**What you need to do:** Exactness is required throughout. Return every record once more.

**Data supplied:**
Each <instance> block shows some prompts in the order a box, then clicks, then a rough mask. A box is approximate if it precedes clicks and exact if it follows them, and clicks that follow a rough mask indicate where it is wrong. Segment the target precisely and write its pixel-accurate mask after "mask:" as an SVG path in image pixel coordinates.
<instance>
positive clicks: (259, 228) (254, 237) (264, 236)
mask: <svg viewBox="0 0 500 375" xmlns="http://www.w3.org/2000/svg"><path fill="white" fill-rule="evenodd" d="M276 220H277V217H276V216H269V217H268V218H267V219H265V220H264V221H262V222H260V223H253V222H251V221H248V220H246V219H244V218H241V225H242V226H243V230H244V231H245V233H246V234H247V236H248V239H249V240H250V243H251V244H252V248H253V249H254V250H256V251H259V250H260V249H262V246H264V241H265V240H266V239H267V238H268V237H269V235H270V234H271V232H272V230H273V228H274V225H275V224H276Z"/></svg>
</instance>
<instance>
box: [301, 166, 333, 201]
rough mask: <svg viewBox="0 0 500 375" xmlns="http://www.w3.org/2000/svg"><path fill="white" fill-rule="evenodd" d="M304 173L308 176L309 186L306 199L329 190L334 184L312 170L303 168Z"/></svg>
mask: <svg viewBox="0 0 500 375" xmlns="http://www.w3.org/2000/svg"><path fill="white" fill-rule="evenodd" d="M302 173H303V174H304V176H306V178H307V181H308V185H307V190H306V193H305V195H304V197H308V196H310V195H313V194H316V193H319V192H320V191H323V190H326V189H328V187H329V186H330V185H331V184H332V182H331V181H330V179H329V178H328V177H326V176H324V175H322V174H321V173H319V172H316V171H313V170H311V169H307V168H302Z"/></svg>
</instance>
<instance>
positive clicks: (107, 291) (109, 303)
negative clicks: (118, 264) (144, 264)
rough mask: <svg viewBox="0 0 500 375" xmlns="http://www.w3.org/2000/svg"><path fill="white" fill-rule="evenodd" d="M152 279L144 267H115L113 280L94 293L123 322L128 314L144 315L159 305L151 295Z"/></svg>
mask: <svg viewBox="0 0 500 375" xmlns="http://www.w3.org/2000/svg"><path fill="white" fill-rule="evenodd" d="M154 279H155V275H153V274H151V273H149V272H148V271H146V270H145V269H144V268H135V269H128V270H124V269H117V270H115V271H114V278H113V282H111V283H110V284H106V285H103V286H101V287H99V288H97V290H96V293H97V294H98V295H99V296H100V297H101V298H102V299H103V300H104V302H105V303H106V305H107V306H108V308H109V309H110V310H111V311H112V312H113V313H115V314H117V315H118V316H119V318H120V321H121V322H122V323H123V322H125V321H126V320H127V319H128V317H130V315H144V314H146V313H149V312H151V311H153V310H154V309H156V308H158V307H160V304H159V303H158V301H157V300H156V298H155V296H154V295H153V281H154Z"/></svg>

**The completed task:**
Each <instance> block shows some prompts in the order a box, then clicks, then a rough mask. A box is approximate if it precedes clicks and exact if it follows them, and clicks that follow a rough mask indicate where it is wrong. Segment the target precisely and write its pixel-accurate mask after "mask:" as an SVG path in image pixel coordinates.
<instance>
positive clicks: (259, 228) (254, 237) (264, 236)
mask: <svg viewBox="0 0 500 375" xmlns="http://www.w3.org/2000/svg"><path fill="white" fill-rule="evenodd" d="M276 220H277V217H276V216H269V217H268V218H267V219H265V220H264V221H262V222H260V223H253V222H251V221H248V220H246V219H244V218H241V225H242V226H243V230H244V231H245V233H246V234H247V236H248V239H249V240H250V243H251V244H252V248H253V249H254V250H256V251H259V250H260V249H262V246H264V241H265V240H266V239H267V238H268V237H269V235H270V234H271V232H272V230H273V228H274V225H275V224H276Z"/></svg>
</instance>
<instance>
box: [301, 166, 333, 201]
rough mask: <svg viewBox="0 0 500 375" xmlns="http://www.w3.org/2000/svg"><path fill="white" fill-rule="evenodd" d="M304 173L308 176L309 186L306 199L329 190L334 184L312 170L303 168Z"/></svg>
mask: <svg viewBox="0 0 500 375" xmlns="http://www.w3.org/2000/svg"><path fill="white" fill-rule="evenodd" d="M302 173H303V174H304V176H306V178H307V181H308V185H307V190H306V193H305V195H304V197H308V196H310V195H313V194H316V193H319V192H320V191H323V190H326V189H328V187H329V186H330V185H331V184H332V182H331V181H330V179H329V178H328V177H326V176H324V175H322V174H321V173H319V172H316V171H313V170H311V169H307V168H302Z"/></svg>
</instance>
<instance>
positive clicks: (107, 291) (109, 303)
negative clicks: (118, 264) (144, 264)
rough mask: <svg viewBox="0 0 500 375" xmlns="http://www.w3.org/2000/svg"><path fill="white" fill-rule="evenodd" d="M152 279L144 267H115L113 280L94 293L123 322L128 314L144 315L159 305L151 295Z"/></svg>
mask: <svg viewBox="0 0 500 375" xmlns="http://www.w3.org/2000/svg"><path fill="white" fill-rule="evenodd" d="M154 279H155V275H153V274H151V273H149V272H148V271H146V270H145V269H144V268H135V269H128V270H124V269H117V270H115V271H114V278H113V282H111V283H110V284H106V285H103V286H101V287H99V288H97V290H96V293H97V294H98V295H99V296H100V297H101V298H102V299H103V300H104V302H105V303H106V305H107V306H108V308H109V309H110V310H111V311H112V312H113V313H115V314H117V315H118V316H119V318H120V321H121V322H122V323H123V322H125V321H126V320H127V319H128V317H130V315H144V314H146V313H149V312H151V311H153V310H154V309H156V308H158V307H160V304H159V303H158V301H157V300H156V298H155V296H154V295H153V281H154Z"/></svg>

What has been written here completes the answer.